-- start of Text --

Thursday, December 2, 2021

Why Mariology Matters: Oliver Treanor on Mary being the Spouse of the Spirit and Relationship to the inner processions of the Son and Spirit

  

. . .the Virgin has been caught up in an extraordinary way in the life and being, work and missions of the Holy Trinity. Even in her earthly existence she already participates in the mystery of the divine perichoresis, the inner processions of the Son and the Holy Spirit from the Father, the mutual indwelling of the three in one, their giving and receiving of the divine substance, their accepting and reciprocating the divine love. Drawn into the heart of that eternal communion, she beholds at once God as he is in himself and her own self as she is in her knowing her.

 

Obedient daughter to the Father, beloved mother to his Son, faithful spouse to their Spirit, she is all things to him who is all in all to her. (Oliver Treanor, “Mary as the Sacramental Matrix of Ecclesial Personhood in Christ,” in Brendan Leahy and Séamus O’Connell, eds., Having Life in His Name: Living, Thinking and Communicating the Christian Life of Faith [Dublin: Veritas, 2011], 91-120, here, p. 92)

-- end of Text --

• **Parts of the exercise**:
• a. Answer these questions about the Mariology post, each on its own line:
(i) Even in her earthly existence, what mystery does the Virgin already participate in?
(ii) To whom is she called a "faithful spouse"?
(iii) In what city and year was the cited book published?
• b. Extend the Mariology post with one paragraph that picks up after its closing citation.
The records come from a separate source unrelated to the text.

-- start of Supplied records --

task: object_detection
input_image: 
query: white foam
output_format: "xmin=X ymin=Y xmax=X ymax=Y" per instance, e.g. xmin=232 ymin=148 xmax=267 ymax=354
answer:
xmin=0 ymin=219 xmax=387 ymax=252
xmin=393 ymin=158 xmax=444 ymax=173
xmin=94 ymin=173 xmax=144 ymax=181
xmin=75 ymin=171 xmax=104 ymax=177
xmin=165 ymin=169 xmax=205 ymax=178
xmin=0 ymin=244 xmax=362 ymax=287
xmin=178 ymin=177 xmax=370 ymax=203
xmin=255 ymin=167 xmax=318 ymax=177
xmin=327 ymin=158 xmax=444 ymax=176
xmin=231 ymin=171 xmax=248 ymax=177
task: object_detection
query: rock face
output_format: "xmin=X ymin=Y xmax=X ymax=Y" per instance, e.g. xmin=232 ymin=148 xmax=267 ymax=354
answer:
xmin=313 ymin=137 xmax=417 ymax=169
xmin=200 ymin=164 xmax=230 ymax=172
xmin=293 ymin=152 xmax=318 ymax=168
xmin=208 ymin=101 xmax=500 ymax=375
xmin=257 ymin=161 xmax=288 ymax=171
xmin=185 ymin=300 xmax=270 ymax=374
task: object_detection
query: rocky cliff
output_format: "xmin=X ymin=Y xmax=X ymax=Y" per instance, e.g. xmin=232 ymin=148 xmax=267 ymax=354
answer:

-- end of Supplied records --

• **Answers for the exercise**:
• a.
(i) The mystery of the divine perichoresis
(ii) To their Spirit
(iii) Dublin, 2011

• b.
 

Since Mary is completely free from sin there is no obstacle to her to this many-personed process of the Trinity’s self-revelation. Her humanity is perfectly poised for God’s work; her virginal emptiness a vacant space for his fecundity; her capacity for communion with him untrammelled by rival relationships; her personhood open and available for the reception of his divine will. Dwelling within the mutual indwelling of him who is three, she is overshadowed by the Spirit, impregnated with the Son, drawn to the Father by the inclination and attraction of grace as she recognises truth and beauty and goodness in their absolute form as God. In Mary, the eternal takes concrete shape historically so that what has become for us doctrinal and sacramental is for her existential and primordial, an original experience of the deposit of faith. (Ibid., 97)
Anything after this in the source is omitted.